▸ TASK REQUIREMENTS: Take the entries below and print only the lines from the one with "Target: metal carport" through the one with "Tag the rear door window", exactly as they stand, both ends included.

Stored items
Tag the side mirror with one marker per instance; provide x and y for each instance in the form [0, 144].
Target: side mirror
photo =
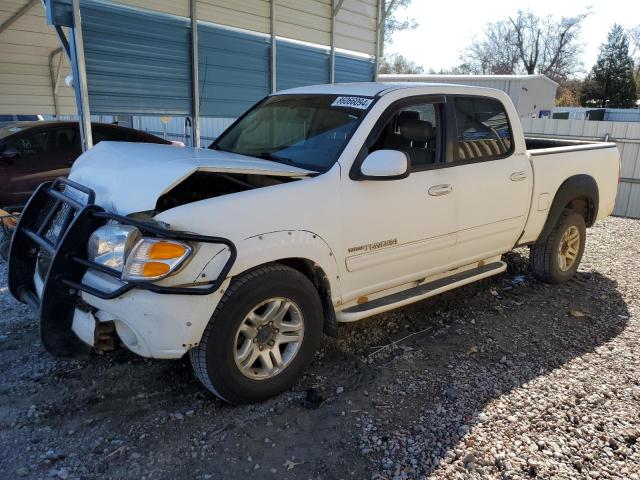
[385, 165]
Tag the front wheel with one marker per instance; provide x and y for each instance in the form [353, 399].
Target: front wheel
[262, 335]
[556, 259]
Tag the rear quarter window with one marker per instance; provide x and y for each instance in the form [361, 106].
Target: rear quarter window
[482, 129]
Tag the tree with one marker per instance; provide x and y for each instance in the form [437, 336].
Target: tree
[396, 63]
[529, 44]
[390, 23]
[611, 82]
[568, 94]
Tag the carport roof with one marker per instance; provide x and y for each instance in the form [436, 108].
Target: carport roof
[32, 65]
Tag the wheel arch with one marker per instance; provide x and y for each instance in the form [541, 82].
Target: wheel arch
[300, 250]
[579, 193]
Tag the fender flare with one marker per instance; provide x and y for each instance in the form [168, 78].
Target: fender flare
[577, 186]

...

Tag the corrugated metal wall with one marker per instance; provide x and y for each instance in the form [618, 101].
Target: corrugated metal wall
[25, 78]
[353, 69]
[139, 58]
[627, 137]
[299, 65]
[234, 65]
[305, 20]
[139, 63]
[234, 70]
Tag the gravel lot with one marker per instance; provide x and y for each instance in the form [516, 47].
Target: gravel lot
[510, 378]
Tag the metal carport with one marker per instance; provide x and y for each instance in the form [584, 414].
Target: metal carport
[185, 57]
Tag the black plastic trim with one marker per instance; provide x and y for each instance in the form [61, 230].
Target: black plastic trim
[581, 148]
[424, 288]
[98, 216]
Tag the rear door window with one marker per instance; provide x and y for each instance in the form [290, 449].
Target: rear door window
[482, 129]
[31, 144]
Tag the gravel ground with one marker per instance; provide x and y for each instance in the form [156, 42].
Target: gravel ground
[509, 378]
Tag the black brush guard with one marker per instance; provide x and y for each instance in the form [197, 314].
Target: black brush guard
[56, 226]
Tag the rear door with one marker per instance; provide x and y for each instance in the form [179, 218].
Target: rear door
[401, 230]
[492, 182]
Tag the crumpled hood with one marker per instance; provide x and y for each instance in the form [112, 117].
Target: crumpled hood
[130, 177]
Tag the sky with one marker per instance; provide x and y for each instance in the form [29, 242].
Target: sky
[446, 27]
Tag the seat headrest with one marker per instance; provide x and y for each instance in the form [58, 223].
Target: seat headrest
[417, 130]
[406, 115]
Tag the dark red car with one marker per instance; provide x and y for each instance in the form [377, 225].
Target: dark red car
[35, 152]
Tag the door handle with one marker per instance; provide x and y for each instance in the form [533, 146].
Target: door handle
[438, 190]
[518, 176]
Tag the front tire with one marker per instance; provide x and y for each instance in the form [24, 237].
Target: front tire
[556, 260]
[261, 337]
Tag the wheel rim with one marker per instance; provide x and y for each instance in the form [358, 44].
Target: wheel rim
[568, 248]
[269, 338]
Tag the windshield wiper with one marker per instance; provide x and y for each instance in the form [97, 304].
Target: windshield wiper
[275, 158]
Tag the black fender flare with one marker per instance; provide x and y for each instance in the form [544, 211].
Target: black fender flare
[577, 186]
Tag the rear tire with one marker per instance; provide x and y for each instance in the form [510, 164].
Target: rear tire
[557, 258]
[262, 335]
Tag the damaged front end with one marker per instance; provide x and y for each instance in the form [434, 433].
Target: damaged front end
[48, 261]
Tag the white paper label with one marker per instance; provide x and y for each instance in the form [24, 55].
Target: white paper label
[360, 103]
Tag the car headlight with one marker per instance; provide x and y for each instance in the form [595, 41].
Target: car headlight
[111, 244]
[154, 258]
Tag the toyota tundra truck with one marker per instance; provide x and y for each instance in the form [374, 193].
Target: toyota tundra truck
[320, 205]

▸ SOLUTION TO THIS EXERCISE:
Target: metal carport
[185, 57]
Tag the black plastic trim with one marker per instance; provide x and y for each instance in the form [61, 230].
Target: black plastic trim
[581, 148]
[424, 288]
[98, 216]
Tag the rear door window with one marker per instance; provide x and y for each instance in the form [290, 449].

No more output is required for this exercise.